Entries shown:

------------------------------

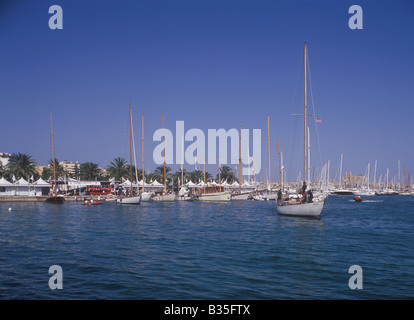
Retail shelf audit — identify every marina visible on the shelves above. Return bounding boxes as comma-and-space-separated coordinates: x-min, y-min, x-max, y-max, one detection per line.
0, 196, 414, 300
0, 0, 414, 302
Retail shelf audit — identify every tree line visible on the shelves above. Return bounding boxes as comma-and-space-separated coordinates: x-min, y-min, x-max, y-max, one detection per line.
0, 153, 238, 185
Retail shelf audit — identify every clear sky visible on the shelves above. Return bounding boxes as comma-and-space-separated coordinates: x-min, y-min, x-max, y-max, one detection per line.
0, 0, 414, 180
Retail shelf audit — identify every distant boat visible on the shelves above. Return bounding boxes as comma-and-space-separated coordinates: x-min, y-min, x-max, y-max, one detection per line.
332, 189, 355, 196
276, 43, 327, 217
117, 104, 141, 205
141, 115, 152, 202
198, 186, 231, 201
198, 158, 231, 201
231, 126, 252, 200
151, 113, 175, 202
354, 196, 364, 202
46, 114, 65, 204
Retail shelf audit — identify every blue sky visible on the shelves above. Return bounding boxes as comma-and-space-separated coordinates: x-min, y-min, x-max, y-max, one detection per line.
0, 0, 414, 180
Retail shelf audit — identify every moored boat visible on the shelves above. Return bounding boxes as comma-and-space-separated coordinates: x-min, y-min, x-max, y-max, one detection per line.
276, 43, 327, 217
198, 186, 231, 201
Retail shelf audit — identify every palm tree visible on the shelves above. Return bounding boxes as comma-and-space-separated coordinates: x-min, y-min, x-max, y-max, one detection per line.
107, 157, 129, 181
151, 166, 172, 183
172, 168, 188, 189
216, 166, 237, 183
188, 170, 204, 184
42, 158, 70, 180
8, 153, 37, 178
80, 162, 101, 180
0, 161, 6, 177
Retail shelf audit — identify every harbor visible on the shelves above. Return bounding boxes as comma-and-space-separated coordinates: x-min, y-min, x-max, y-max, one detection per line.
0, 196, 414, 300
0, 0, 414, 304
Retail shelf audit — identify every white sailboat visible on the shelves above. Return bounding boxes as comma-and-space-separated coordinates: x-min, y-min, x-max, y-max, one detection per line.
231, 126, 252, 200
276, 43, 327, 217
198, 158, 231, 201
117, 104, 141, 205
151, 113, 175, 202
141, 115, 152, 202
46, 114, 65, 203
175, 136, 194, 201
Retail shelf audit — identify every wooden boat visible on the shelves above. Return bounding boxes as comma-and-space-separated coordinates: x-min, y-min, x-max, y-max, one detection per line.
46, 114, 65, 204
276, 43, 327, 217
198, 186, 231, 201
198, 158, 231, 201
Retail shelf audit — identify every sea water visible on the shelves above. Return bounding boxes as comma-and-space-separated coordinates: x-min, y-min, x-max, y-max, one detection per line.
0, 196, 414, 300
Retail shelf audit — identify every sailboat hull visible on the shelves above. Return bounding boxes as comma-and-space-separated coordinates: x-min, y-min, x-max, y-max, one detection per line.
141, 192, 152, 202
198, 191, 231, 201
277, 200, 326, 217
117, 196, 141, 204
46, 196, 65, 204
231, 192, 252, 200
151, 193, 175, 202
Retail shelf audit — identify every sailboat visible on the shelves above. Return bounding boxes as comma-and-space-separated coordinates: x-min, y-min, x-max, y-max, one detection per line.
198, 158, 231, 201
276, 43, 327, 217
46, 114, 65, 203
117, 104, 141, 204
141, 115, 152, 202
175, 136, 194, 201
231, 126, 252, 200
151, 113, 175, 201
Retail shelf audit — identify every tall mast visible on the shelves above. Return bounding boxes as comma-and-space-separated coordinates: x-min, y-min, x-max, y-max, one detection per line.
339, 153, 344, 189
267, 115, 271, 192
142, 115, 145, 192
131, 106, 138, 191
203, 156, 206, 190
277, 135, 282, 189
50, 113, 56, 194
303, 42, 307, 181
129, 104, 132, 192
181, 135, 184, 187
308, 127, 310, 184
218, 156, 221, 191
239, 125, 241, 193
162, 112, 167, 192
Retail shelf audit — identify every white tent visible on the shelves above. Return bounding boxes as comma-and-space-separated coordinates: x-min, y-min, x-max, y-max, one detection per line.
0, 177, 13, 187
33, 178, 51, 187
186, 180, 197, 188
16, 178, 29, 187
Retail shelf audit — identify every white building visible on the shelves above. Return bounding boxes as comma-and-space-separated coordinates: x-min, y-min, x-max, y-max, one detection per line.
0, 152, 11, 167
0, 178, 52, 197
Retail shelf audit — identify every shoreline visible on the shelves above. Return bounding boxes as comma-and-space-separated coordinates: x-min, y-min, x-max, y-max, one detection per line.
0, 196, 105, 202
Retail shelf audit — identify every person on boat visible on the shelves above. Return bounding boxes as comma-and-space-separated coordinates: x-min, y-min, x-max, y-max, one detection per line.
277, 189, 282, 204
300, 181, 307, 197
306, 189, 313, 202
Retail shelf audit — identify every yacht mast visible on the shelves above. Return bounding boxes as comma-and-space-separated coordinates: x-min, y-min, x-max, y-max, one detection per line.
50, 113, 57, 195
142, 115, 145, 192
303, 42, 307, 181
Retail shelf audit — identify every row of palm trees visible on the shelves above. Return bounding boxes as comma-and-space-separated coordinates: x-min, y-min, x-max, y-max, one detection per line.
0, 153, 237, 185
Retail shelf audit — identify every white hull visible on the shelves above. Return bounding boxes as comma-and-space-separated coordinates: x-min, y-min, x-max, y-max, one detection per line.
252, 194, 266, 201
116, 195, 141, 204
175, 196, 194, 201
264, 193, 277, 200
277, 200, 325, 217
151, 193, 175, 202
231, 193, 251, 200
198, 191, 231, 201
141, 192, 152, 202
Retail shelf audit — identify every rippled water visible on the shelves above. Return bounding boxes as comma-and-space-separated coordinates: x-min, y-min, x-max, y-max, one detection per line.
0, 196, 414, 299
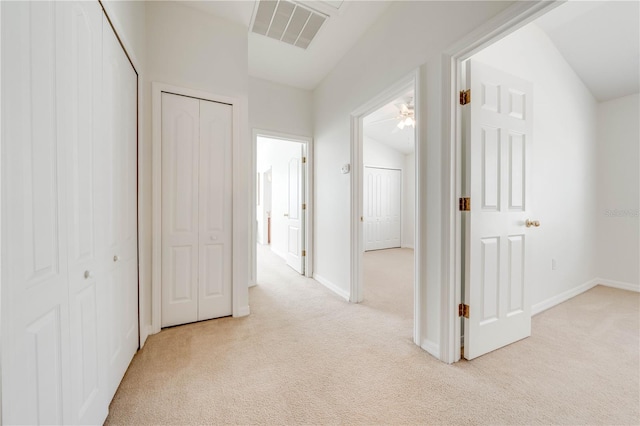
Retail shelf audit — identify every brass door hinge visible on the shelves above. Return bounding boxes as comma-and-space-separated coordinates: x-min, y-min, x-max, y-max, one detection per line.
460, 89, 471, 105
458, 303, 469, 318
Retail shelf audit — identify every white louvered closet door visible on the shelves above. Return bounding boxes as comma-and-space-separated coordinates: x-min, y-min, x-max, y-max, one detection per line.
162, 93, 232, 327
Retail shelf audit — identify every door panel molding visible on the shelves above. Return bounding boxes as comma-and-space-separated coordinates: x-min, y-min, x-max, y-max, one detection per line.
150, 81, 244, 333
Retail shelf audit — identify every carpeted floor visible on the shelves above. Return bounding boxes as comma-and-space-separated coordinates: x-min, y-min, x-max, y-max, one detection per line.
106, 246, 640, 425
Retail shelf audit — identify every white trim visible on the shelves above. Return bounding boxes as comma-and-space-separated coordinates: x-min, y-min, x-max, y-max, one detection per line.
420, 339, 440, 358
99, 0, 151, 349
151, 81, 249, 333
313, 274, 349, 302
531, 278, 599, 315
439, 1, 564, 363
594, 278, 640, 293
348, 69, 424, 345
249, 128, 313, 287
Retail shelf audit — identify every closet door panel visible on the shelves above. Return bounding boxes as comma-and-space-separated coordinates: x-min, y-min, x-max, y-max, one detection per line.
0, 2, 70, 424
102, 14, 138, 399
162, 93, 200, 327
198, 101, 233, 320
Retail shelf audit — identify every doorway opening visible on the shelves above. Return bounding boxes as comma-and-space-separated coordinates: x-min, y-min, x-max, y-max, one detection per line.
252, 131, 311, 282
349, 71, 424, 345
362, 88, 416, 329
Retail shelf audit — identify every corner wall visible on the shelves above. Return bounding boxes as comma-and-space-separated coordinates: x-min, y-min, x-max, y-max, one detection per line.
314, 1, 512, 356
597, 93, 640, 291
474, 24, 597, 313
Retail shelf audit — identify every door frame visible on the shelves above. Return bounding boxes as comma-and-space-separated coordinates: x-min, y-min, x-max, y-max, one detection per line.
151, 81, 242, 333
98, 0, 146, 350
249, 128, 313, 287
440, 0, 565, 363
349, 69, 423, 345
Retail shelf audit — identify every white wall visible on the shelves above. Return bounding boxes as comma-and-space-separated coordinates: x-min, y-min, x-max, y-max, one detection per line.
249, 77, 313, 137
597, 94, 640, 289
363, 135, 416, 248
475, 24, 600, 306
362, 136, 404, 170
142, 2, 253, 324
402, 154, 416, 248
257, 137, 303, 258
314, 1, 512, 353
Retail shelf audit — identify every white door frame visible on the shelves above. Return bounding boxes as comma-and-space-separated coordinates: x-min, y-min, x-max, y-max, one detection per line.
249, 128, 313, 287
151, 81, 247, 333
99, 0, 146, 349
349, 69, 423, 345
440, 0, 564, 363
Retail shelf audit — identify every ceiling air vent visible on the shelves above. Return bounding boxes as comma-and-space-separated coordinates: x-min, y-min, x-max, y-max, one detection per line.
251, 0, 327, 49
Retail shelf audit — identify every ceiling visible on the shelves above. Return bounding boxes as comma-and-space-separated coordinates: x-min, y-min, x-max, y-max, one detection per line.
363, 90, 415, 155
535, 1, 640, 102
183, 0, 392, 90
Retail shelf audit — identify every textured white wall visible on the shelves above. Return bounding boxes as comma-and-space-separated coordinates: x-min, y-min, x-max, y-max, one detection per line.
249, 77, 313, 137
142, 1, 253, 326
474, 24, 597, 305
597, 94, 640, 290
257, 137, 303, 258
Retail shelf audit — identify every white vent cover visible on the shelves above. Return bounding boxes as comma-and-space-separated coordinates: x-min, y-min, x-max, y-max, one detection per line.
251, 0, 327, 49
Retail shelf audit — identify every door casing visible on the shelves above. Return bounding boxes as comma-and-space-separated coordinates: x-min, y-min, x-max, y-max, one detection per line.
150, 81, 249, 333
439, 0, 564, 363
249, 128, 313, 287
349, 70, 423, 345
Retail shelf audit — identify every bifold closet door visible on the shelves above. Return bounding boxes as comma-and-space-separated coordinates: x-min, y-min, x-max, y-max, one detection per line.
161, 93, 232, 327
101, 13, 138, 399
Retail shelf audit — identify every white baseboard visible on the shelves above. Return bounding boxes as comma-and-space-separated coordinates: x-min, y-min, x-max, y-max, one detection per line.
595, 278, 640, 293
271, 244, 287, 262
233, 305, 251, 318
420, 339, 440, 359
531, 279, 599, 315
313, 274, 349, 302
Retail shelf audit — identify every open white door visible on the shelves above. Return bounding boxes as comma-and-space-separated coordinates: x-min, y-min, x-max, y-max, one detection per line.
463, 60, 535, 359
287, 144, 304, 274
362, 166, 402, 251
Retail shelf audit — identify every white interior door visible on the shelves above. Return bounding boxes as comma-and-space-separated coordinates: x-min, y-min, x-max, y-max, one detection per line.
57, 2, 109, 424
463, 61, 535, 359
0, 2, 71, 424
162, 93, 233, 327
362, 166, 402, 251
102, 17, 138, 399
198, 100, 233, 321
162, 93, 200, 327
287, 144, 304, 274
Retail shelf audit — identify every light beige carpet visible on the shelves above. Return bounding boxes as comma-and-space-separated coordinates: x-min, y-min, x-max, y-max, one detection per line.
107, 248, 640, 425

------------------------------

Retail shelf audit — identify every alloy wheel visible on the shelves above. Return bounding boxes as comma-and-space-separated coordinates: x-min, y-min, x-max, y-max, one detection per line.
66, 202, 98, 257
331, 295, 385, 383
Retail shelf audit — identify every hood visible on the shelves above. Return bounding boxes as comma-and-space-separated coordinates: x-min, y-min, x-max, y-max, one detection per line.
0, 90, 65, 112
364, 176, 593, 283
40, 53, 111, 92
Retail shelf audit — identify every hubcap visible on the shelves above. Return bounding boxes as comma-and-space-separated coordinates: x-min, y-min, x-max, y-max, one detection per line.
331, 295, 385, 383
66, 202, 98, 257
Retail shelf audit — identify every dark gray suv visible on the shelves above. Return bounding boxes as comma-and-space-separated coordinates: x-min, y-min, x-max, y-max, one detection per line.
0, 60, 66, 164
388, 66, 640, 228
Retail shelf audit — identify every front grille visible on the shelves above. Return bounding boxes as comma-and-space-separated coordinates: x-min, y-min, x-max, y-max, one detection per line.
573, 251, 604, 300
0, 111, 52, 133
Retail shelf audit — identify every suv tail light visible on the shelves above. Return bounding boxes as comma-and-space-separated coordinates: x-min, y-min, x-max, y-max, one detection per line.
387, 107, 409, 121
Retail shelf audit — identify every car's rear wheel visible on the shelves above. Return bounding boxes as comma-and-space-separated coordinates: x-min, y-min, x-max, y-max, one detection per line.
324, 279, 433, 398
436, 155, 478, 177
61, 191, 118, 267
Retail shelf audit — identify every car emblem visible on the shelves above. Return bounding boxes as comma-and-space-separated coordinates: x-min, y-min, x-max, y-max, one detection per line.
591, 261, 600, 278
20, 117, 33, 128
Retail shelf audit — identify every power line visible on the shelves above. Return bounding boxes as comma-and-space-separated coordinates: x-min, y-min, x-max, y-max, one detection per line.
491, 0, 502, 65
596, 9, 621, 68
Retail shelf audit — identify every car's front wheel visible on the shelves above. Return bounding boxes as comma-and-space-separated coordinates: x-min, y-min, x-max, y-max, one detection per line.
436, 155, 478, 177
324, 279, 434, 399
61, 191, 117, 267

------------------------------

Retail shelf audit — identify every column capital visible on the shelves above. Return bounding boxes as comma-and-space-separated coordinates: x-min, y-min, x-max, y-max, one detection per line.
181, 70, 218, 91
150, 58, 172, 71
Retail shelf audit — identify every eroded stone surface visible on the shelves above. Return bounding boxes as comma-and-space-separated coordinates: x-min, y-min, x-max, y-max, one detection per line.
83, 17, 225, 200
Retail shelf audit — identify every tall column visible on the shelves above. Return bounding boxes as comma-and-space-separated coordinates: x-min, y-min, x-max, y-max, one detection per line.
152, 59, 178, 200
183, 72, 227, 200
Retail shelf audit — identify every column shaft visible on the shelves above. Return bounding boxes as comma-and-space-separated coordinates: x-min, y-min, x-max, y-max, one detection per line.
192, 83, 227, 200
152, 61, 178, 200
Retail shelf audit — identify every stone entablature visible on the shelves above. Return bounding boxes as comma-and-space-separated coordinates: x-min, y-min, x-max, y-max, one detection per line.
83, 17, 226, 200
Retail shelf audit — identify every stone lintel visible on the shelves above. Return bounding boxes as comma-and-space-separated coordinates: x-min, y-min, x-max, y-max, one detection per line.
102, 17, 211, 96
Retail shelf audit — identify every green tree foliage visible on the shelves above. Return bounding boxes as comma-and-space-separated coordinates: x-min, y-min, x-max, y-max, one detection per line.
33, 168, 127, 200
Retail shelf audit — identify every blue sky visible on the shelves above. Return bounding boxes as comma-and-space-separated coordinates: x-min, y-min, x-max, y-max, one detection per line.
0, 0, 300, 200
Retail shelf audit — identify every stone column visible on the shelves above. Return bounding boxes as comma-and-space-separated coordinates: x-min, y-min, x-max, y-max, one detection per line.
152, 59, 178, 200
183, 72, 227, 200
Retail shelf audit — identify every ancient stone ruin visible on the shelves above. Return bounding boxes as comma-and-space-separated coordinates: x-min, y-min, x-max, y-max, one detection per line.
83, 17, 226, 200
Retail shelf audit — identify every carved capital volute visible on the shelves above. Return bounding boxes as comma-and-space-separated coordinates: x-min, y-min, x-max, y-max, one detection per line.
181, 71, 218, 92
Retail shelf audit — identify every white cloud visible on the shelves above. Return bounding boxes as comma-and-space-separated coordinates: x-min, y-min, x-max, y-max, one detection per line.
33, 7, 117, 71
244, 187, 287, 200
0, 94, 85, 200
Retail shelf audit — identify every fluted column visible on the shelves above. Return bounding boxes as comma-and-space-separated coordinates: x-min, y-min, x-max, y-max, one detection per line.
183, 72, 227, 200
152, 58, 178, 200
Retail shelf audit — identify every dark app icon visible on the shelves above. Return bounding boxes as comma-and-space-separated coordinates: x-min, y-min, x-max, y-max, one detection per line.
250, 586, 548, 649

------------------------------

What to produce: Convert the material from the line with "Retail shelf audit — identify every tall column" through the line with "0, 0, 300, 200" into a Markdown table. Use a Row column for the row number and a Line column for each line, and omit any blank lines.

The solution:
| Row | Line |
|---|---|
| 1 | Retail shelf audit — identify every tall column visible on the shelves above. Return bounding boxes as comma-and-space-separated coordinates: x-min, y-min, x-max, y-max, one detection per line. |
| 2 | 152, 59, 178, 200 |
| 3 | 183, 72, 227, 200 |
| 4 | Retail shelf audit — identify every column shaft visible on the shelves above. Return bounding boxes as comma-and-space-separated coordinates: x-min, y-min, x-max, y-max, one detection per line. |
| 5 | 192, 83, 227, 200 |
| 6 | 152, 61, 178, 200 |
| 7 | Retail shelf audit — identify every stone entablature visible on the shelves above. Return bounding boxes as comma-and-space-separated coordinates: x-min, y-min, x-max, y-max, one detection per line. |
| 8 | 83, 17, 226, 200 |
| 9 | Retail shelf audit — identify every stone lintel visible on the shelves above. Return bounding boxes as comma-and-space-separated coordinates: x-min, y-min, x-max, y-max, one detection per line. |
| 10 | 102, 17, 211, 96 |
| 11 | Retail shelf audit — identify every green tree foliage visible on the shelves above. Return bounding boxes as comma-and-space-separated coordinates: x-min, y-min, x-max, y-max, one detection per line. |
| 12 | 33, 168, 127, 200 |
| 13 | Retail shelf audit — identify every blue sky visible on the shelves above. Return bounding boxes as comma-and-space-separated coordinates: x-min, y-min, x-max, y-max, one detection per line. |
| 14 | 0, 0, 300, 200 |